Lines before the one containing "Target: dark green foliage" are excluded; reproduce that line and all lines after it in the entries below, exactly.

Referring expression pointing data
>>>>
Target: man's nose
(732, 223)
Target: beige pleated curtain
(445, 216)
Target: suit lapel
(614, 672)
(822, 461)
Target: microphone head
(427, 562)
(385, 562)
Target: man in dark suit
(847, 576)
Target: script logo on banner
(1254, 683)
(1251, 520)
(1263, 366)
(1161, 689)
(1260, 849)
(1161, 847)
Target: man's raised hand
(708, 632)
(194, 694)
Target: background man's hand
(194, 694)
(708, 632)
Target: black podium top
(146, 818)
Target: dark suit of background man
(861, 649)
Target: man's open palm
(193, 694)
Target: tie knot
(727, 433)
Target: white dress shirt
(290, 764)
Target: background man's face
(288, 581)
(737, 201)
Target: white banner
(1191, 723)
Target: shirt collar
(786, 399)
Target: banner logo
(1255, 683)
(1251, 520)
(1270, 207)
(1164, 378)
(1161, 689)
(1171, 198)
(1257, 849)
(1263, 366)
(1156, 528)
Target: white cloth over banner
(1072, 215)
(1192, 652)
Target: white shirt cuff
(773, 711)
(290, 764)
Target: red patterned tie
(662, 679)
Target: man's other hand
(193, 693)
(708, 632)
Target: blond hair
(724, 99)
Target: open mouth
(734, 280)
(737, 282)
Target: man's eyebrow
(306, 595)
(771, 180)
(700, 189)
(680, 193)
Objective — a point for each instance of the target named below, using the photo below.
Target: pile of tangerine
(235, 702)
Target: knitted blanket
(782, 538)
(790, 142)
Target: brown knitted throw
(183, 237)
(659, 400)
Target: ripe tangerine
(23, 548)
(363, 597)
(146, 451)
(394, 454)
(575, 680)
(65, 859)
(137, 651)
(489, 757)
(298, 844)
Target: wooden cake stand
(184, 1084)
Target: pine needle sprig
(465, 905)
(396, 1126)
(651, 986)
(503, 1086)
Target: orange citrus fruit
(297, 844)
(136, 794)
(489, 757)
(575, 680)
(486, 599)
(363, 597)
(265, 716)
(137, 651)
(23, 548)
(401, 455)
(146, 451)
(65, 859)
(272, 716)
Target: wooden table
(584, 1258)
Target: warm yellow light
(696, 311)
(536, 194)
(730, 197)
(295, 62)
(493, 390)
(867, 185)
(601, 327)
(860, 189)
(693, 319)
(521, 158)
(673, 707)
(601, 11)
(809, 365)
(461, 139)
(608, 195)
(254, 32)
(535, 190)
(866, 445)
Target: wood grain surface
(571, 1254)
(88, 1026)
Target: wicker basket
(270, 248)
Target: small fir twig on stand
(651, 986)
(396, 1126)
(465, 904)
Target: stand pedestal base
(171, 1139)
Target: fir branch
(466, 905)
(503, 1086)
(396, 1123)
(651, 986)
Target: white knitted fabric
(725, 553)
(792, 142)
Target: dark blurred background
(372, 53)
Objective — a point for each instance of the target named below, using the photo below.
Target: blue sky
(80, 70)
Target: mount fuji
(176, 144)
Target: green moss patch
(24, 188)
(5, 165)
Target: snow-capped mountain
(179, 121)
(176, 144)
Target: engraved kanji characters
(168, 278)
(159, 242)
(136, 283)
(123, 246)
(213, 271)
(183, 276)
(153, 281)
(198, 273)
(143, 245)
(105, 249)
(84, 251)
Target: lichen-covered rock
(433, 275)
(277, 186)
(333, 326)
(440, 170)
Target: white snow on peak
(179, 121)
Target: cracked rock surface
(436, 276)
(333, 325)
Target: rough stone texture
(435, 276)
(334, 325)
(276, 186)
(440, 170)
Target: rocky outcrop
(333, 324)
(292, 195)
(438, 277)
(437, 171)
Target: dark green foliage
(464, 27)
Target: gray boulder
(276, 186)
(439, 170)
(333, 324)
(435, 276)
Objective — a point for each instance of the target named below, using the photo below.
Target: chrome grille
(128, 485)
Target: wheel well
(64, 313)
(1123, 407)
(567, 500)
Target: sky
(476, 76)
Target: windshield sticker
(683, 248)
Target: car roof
<<<<
## TASK RESULT
Target: dark green foliage
(464, 27)
Target: gray boulder
(276, 186)
(439, 170)
(333, 324)
(435, 276)
Objective — a point for each instance of the target named below, using the photo below.
Target: chrome grille
(128, 485)
Target: wheel well
(64, 313)
(1123, 407)
(567, 500)
Target: sky
(476, 76)
Target: windshield sticker
(683, 248)
Target: car roof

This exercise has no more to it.